Exercise prompt
Rewrite every one of the entries below with "coordinates" switched to "positions" and everything else unchanged. Omit the pictures from your answer.

========================

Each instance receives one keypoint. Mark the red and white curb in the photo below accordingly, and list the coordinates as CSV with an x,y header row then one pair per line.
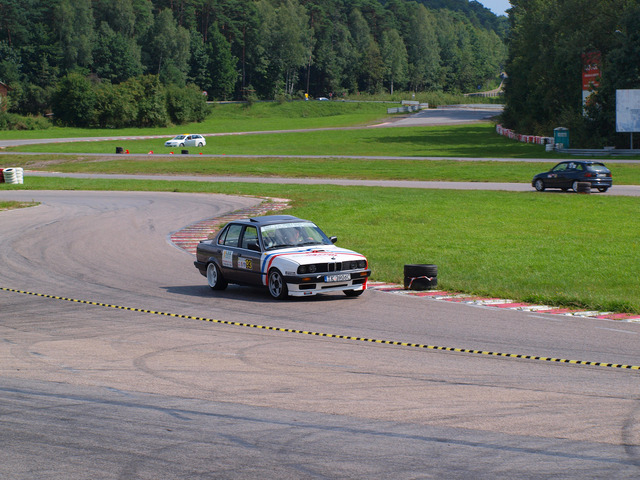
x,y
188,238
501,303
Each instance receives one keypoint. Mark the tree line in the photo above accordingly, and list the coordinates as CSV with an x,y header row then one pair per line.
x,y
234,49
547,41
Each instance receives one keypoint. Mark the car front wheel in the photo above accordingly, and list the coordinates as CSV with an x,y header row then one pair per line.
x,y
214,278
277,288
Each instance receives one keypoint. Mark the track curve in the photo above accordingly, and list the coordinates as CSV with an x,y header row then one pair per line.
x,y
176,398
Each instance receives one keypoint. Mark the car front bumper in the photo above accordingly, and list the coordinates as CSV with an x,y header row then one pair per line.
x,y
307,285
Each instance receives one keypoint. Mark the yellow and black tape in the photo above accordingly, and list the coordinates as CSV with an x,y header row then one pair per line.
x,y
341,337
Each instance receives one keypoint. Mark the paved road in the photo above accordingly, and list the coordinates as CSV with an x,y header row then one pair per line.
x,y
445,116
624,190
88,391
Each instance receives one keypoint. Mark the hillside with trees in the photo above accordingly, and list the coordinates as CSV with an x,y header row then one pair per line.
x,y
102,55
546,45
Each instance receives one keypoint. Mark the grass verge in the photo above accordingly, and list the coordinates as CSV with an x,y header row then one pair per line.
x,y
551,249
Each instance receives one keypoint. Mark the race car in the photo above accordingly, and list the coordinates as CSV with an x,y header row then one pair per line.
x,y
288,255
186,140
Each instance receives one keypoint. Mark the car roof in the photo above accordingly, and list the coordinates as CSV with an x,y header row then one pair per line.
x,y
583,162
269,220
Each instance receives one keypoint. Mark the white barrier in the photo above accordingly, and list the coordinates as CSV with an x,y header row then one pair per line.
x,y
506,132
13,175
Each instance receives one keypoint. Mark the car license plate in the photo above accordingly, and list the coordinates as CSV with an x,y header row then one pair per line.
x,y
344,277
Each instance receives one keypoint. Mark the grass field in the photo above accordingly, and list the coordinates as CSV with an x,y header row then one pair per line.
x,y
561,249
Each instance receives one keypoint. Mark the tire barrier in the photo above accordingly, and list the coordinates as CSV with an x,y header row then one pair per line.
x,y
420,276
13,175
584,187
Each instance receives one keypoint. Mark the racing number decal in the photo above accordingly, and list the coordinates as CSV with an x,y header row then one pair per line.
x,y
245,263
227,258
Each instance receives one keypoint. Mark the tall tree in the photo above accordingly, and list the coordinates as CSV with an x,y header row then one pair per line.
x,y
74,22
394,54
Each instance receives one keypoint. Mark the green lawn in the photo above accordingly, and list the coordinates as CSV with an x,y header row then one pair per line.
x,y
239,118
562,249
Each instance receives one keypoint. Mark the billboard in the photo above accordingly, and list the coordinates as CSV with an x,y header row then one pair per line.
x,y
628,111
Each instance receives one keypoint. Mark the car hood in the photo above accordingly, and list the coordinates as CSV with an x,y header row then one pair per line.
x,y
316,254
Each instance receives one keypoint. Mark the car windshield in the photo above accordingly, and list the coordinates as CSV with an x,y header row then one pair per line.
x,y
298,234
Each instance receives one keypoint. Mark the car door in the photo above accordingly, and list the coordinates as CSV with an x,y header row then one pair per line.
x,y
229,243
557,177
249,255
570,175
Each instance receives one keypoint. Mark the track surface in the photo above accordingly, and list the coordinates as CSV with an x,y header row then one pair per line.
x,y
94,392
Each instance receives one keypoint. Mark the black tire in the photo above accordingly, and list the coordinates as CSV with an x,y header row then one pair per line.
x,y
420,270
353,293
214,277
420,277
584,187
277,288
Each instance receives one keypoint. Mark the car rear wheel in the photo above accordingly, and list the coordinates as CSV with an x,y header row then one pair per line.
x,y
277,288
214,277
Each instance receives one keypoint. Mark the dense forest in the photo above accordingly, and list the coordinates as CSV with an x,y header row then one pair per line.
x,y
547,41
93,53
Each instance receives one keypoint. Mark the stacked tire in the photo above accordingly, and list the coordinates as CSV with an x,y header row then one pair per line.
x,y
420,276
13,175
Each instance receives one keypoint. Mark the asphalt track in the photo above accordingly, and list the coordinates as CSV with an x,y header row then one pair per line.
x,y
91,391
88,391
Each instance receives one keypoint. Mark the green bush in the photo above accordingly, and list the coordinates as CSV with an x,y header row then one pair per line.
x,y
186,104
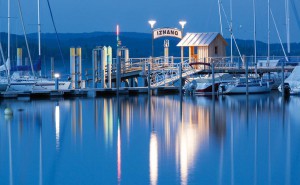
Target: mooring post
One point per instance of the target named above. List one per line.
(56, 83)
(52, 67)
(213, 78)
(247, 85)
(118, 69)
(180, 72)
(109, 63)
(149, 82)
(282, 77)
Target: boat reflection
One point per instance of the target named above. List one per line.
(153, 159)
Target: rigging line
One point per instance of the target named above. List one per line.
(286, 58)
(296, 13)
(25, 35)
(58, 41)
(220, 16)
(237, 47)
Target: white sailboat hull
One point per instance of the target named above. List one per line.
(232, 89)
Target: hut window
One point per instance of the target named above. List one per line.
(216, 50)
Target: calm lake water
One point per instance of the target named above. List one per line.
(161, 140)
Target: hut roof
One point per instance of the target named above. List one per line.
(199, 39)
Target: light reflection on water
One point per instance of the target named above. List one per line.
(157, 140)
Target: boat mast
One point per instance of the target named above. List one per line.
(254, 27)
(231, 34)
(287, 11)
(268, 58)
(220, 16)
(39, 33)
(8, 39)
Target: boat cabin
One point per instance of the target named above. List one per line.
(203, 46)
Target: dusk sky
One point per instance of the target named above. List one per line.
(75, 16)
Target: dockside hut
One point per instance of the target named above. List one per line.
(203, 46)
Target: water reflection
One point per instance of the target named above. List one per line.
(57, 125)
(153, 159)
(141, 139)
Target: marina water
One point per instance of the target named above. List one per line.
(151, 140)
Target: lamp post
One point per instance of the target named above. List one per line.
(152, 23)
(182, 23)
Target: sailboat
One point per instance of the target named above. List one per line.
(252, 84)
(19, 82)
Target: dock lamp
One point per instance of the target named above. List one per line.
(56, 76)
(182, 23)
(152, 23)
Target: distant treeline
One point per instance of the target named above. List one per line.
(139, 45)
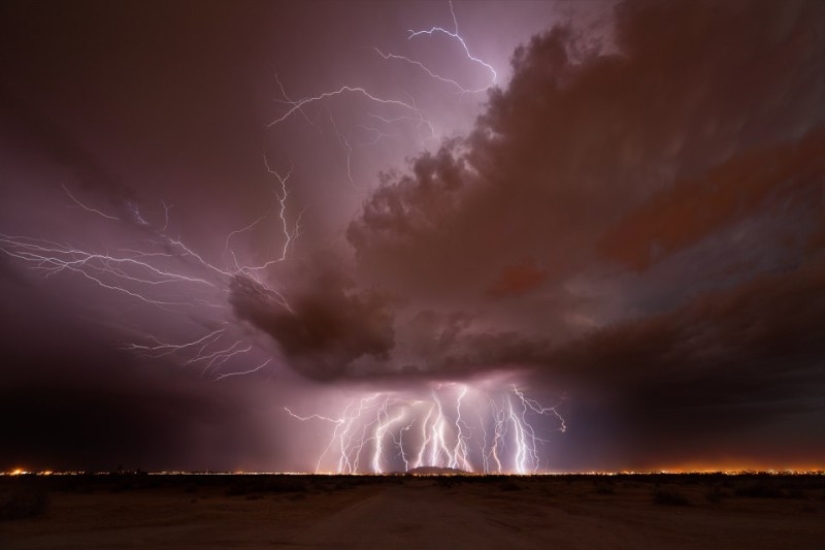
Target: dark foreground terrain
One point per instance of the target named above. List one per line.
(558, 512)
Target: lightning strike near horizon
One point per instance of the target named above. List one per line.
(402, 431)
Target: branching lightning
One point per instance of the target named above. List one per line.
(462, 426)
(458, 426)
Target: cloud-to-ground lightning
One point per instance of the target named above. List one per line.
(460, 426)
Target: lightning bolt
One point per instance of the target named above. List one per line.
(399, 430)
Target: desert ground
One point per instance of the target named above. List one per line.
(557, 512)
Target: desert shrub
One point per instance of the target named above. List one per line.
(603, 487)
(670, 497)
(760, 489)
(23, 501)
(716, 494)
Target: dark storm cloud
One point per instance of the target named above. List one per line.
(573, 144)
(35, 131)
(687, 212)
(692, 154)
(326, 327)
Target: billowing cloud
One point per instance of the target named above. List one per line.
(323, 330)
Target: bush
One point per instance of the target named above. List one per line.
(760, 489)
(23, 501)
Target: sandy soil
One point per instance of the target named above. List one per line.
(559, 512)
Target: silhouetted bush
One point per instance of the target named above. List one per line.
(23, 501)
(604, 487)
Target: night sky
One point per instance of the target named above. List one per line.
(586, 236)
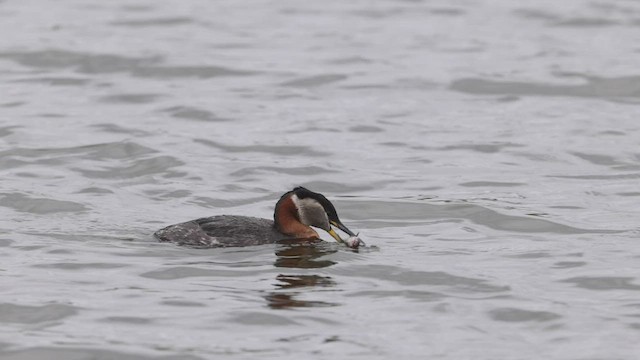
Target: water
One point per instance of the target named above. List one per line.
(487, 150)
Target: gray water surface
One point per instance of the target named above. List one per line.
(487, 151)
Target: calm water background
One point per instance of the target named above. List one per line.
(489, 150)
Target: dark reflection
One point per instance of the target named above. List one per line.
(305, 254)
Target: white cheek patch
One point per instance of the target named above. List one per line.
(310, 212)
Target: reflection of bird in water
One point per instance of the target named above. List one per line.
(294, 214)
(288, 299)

========================

Exercise output
Each instance receives one keypoint. Mark the red and white curb in the photo below accordingly, and list the positions as CSV with an x,y header row then one pair per line.
x,y
188,238
501,303
Each instance receives one keypoint. Mark the tree line in the photo above accordingly, and list the positions as CSV with an x,y header row then one pair per line.
x,y
234,49
547,41
Each instance receives one keypoint. Mark the car front wheel in the photo above accordingly, and list the positions as CSV with an x,y header row then one pair per line.
x,y
214,278
277,288
Each instance receives one keypoint. Mark the track curve in the photo above accordingly, and list the positions as CSV with an x,y header row then one pair per line.
x,y
176,398
Each instance receives one keypoint. Mark the car front bumper in the photo above accordingly, and list the positions as CSV with an x,y header row then one pair per line.
x,y
307,285
Each instance receives one keypoint. Mark the yellow and black tape in the photo above accordingly, and list the positions as CSV with an x,y header row then one pair per line.
x,y
341,337
Each instance receives one keypoint. Mark the paved road in the photo above accordingly, and list the positions as CSV with an x,y header row then one pair per line.
x,y
445,116
624,190
88,391
Each instance receives one keypoint. Mark the hillside with trees in the photo above accordingly, and list the positions as CSV with an x,y header row then one pair per line.
x,y
102,55
546,45
Each instance receives one keypoint. Mark the grass verge in the photo above accordingly, and list the positions as CSV with an x,y header row then one pair per line.
x,y
551,249
Each instance receives one keypoint. Mark the race car in the photo above accordingly, and list the positions as CSV with an x,y header row then one pair per line.
x,y
288,255
186,140
Each instance receives one keypoint. Mark the car roof in the photo above accordingly, and list the positions as CSV with an x,y header row then one pair per line.
x,y
583,162
269,220
Each instance receives one keypoint. Mark the white barrier in the photo above accordingly, and list the positions as CSV with an x,y header row then one pair per line.
x,y
506,132
13,175
Each instance receives one keypoint. Mark the car license plate in the photo above accordingly, and list the positions as CSV with an x,y header row then one pair per line.
x,y
344,277
Each instance receives one keypoint. Mark the grass field in the photo above accordingly, and list the positions as CSV with an x,y header row then one pair per line.
x,y
561,249
Each instance receives one keypoint. Mark the tire barrier in the photo above accordingly, and list the positions as CSV with an x,y header row then one pair per line.
x,y
420,276
13,175
584,187
Each instance receives one keypoint. Mark the racing number decal in the photo above accordingly, and list the positions as CSV with an x,y header row then one pair per line.
x,y
245,263
227,258
Each instance receives one keypoint. Mark the tall tree in the photo above accordingly, and list the positions as CSV with an x,y header row then one pair per line.
x,y
74,22
394,54
Each instance receives one keypoint. Mark the green lawn in the photo above accordingly, and list the positions as CSV with an x,y header row then one pair per line.
x,y
239,118
562,249
Each instance receives one keypoint. Mark the billboard in the photo above accordingly, and list the positions as CSV with an x,y header row then one pair per line.
x,y
628,111
Each instance receives one keypoint. Mark the car hood in the photo above accordingly, and list the positions as CSV with an x,y header row then one pair per line.
x,y
316,254
Each instance receives one keypoint. Mark the car windshield in the photo above accordingly, and list the positions as CSV with an x,y header row then one pair per line.
x,y
298,234
Each instance receives one keypoint. Mark the car door in the photo above accordingly, and list the positions as CSV with an x,y header row then one pair per line.
x,y
229,243
557,177
249,255
570,175
Each instance receives one keypoint. Mark the track surface in the photo above accordingly, and list the positions as CSV with an x,y header row then one pair per line.
x,y
94,392
Each instance receives one keypoint. Mark the black tire in the photo above accordingly, and list the positions as CSV with an x,y header row then one pair per line.
x,y
420,270
353,293
214,277
420,277
584,187
277,288
Each instance receives one keypoint. Mark the car rear wheel in the photo above accordingly, and list the positions as CSV with an x,y header row then one pair per line.
x,y
277,288
214,277
Each instance receives one keypoint. Mark the dense forest in the photo above accordingly, and list the positions as CSV with an x,y header row then one pair per line.
x,y
547,41
93,53
Each instance receives one keypoint. Mark the stacked tire in the photo above accordingly, and list the positions as CSV with an x,y header row then one pair per line.
x,y
420,276
13,175
Each instance receives one keypoint. Mark the asphalt track in the photo above accordingly, and list the positions as CSV with an x,y header row then one pair per line.
x,y
91,391
88,391
Each instance receives one keypoint. Mark the green bush in the photo above accordingly, and list the positions as CSV with an x,y header row then one pair per line.
x,y
186,104
Target: mooring post
One point per instance of the target named above. List one per line.
(56, 83)
(52, 67)
(213, 78)
(247, 85)
(118, 69)
(180, 72)
(109, 63)
(149, 82)
(282, 77)
Target: boat reflection
One point per instance of the target named above. List one per line.
(153, 159)
Target: rigging line
One point per instance of the target named above. List one per line.
(286, 58)
(296, 13)
(25, 35)
(58, 41)
(220, 16)
(237, 47)
Target: white sailboat hull
One point per instance of the target named above. List one per line.
(232, 89)
Target: hut window
One point per instance of the target named above. List one per line.
(216, 50)
Target: calm lake water
One point per instance of the target named above. List one per line.
(161, 140)
Target: hut roof
One point per instance of the target named above. List one per line.
(199, 39)
Target: light reflection on water
One point per instance of the target named above. List one per line.
(157, 140)
Target: boat mast
One point per instance of the target named above. List one per line.
(254, 27)
(231, 34)
(287, 11)
(268, 58)
(220, 16)
(39, 33)
(8, 39)
Target: boat cabin
One point per instance of the target named above. List one per line.
(203, 46)
Target: dusk sky
One point per instance of the target named above. List one per line.
(75, 16)
Target: dockside hut
One point per instance of the target named above. List one per line.
(203, 46)
Target: water reflection
One point per instance of the target named above. List one per line.
(57, 125)
(153, 159)
(141, 139)
Target: marina water
One point per instance of the target named above. List one per line.
(151, 140)
Target: lamp post
One point per instance of the target named above. List one per line.
(152, 23)
(182, 23)
Target: sailboat
One point per instance of the target named above. List one per line.
(252, 84)
(19, 82)
Target: dock lamp
One point per instance of the target named above. List one per line.
(56, 76)
(182, 23)
(152, 23)
Target: distant treeline
One point per instance of the target named above. List one per line.
(139, 45)
Target: dark foreground terrain
One point per instance of the target named above. List one per line.
(558, 512)
Target: lightning strike near horizon
One point per instance of the target named above. List one per line.
(402, 431)
Target: branching lightning
One point per instance of the target named above. List one per line.
(462, 426)
(458, 426)
Target: cloud-to-ground lightning
One point per instance of the target named above. List one per line.
(460, 426)
Target: lightning bolt
One point per instance of the target named above. List one per line.
(399, 430)
Target: desert ground
One point per instance of the target named above. List one per line.
(557, 512)
Target: desert shrub
One point per instance of the target named above. List one per line.
(603, 487)
(670, 497)
(760, 489)
(23, 501)
(716, 494)
Target: dark storm cloud
One point per instance of the target named above. List one per line.
(573, 144)
(35, 131)
(687, 212)
(692, 154)
(326, 327)
Target: billowing cloud
One point per instance of the target named above. List one per line.
(323, 330)
Target: bush
One point per instance of the target named above. List one per line.
(760, 489)
(23, 501)
Target: sandy soil
One point per instance of the target named above. List one per line.
(559, 512)
Target: silhouetted bush
One point per instance of the target named above. List one per line.
(23, 501)
(604, 487)
Target: night sky
One point per instance of the target named above. List one per line.
(586, 236)
Target: water
One point per instance of the target named above. List one per line.
(487, 150)
Target: gray water surface
One point per instance of the target named above. List one per line.
(487, 151)
Target: calm water background
One point per instance of the target named above. List one per line.
(489, 150)
Target: dark reflection
One point per instance of the target named above. List one per line.
(305, 254)
Target: white cheek patch
One point per instance of the target named above. List one per line.
(310, 212)
Target: reflection of bird in water
One point per instance of the target named above. List one per line.
(294, 214)
(288, 299)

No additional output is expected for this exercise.